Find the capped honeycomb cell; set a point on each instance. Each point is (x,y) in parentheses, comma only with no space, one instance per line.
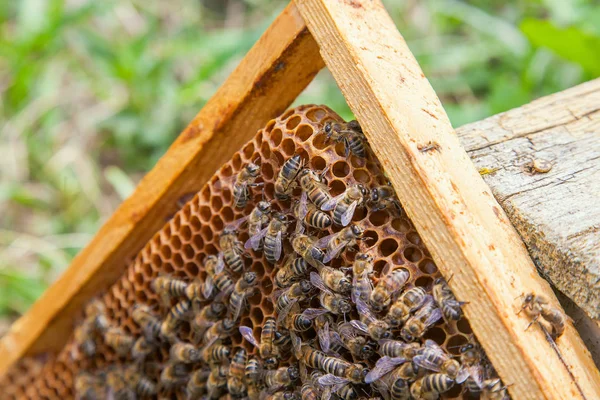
(180,249)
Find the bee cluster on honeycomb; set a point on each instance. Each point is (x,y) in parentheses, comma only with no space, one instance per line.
(293,274)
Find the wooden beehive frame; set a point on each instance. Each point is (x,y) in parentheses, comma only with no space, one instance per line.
(461,223)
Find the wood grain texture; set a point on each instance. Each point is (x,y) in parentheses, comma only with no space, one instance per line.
(281,64)
(556,213)
(466,230)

_ _ _ _ _

__Goal of the exercise__.
Transcribe all of the records above character for character. Exclude the pictures.

__Answer section__.
Find the capped honeycomb cell; set a point on each instance. Each point is (x,y) in parentheses, comma only with no space, one instance per line.
(180,249)
Find the bee cluster on honeycomb; set a point on each instance. Each point is (x,y) in parentheses, comma only with no space, one instance per line.
(293,274)
Find the wooden beehive frame; set a point on each instance. Each point is (x,y) in parentheses, comma only with no space, one instance per line.
(461,223)
Find the wood grain texture; set a point on each instance. Each point is (x,y) in parentheses, comma only with no space, one instance per line.
(281,64)
(556,213)
(466,230)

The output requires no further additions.